Exercise brief - From the data below, pull out every line that contains the word "mask". Case counts, so uppercase and lowercase letters don't match each other.
*** Opening Material shown ***
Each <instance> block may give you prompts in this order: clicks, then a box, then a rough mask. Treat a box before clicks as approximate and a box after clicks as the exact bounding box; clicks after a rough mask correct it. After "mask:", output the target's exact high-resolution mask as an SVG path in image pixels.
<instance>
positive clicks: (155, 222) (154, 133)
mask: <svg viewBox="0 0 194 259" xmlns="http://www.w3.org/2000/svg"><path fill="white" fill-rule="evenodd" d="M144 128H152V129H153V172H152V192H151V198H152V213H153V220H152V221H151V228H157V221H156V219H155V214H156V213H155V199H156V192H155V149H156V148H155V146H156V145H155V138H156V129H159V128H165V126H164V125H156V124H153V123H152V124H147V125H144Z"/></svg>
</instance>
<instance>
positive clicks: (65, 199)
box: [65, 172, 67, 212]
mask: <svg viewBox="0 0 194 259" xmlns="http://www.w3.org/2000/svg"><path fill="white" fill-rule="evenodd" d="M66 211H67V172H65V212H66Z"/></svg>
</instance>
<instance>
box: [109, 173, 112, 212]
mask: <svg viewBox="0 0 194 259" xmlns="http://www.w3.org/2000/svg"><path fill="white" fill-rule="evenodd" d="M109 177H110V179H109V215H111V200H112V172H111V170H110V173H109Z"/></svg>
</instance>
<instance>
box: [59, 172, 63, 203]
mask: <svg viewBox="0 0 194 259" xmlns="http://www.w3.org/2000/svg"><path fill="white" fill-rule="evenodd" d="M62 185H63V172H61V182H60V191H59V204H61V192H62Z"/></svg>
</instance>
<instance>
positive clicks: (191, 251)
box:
*** Closing Material shown ***
Answer to this problem -
Each <instance> block may give you prompts in this order: clicks, then a box, then a rough mask. Treat a box before clicks as approximate and a box after clicks as the exact bounding box; clicks after a rough mask correct it. After "mask:", output the target's exact high-resolution mask as an SVG path in image pixels.
mask: <svg viewBox="0 0 194 259" xmlns="http://www.w3.org/2000/svg"><path fill="white" fill-rule="evenodd" d="M144 128H152V129H153V172H152V192H151V198H152V213H153V220H152V221H151V228H157V221H156V219H155V214H156V213H155V199H156V192H155V149H156V148H155V146H156V145H155V138H156V129H159V128H165V126H164V125H156V124H153V123H152V124H147V125H144Z"/></svg>
mask: <svg viewBox="0 0 194 259" xmlns="http://www.w3.org/2000/svg"><path fill="white" fill-rule="evenodd" d="M66 211H67V172H65V212H66Z"/></svg>
mask: <svg viewBox="0 0 194 259" xmlns="http://www.w3.org/2000/svg"><path fill="white" fill-rule="evenodd" d="M109 177H110V179H109V215H111V200H112V172H111V170H110V173H109Z"/></svg>
mask: <svg viewBox="0 0 194 259" xmlns="http://www.w3.org/2000/svg"><path fill="white" fill-rule="evenodd" d="M62 185H63V172H61V182H60V191H59V204H61V192H62Z"/></svg>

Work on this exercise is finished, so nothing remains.